**WHAT TO DO**
Using the data beneath this instruction, retype only the lines from the one that contains "Target: sculpture leg" down to the one that contains "339, row 268.", both included, exactly as they appear.

**RECORDS FOR THIS EXERCISE**

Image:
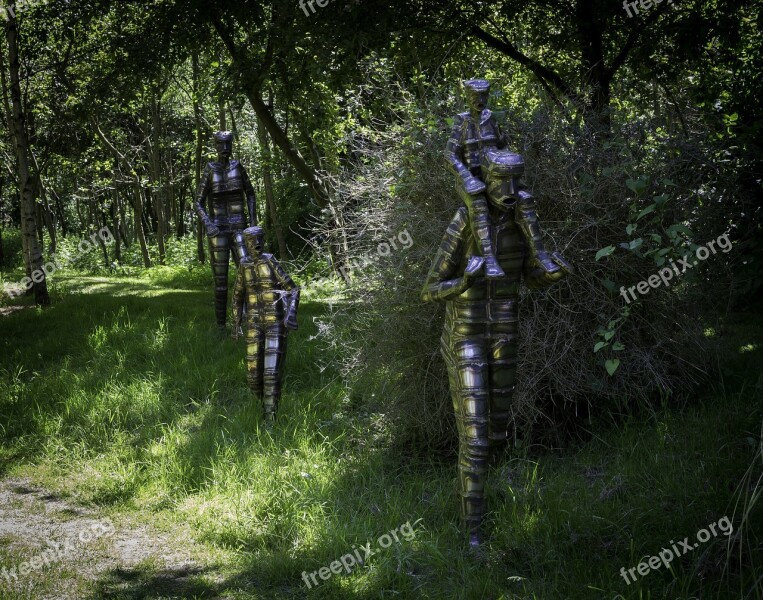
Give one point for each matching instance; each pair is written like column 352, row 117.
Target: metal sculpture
...
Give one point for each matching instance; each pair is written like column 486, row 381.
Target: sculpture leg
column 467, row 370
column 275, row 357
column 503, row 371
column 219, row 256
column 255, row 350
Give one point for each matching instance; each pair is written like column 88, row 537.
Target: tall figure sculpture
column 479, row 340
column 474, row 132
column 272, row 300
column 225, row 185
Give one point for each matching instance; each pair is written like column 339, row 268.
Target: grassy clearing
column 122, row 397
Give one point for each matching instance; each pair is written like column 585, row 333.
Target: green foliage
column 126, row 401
==
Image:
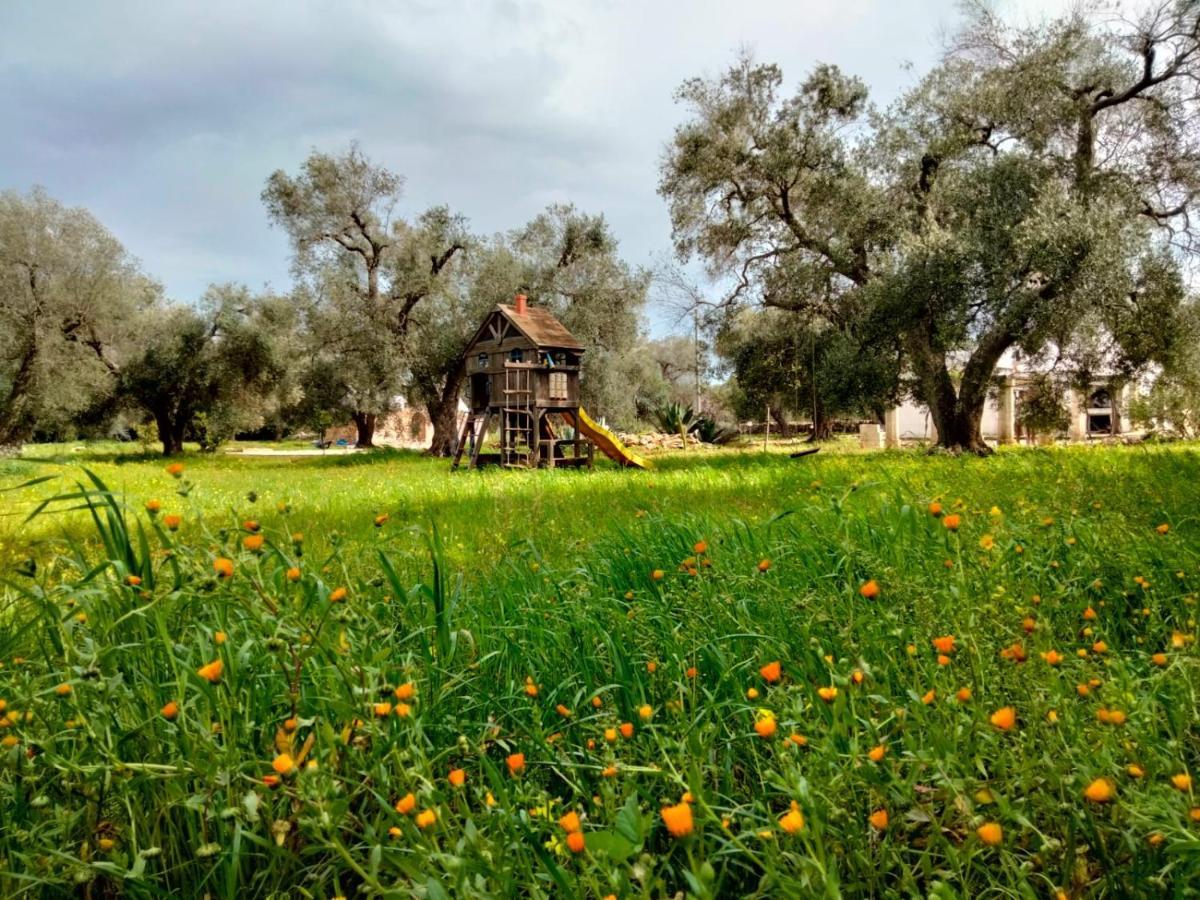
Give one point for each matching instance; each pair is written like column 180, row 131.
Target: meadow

**TASK OUTPUT**
Target: sculpture leg
column 467, row 370
column 275, row 357
column 503, row 371
column 219, row 256
column 255, row 350
Give one point for each matching instance; each pair is written like column 88, row 537.
Target: tall figure sculpture
column 479, row 340
column 474, row 132
column 272, row 300
column 225, row 185
Give one point for each matching instance; each pair is written like column 339, row 268.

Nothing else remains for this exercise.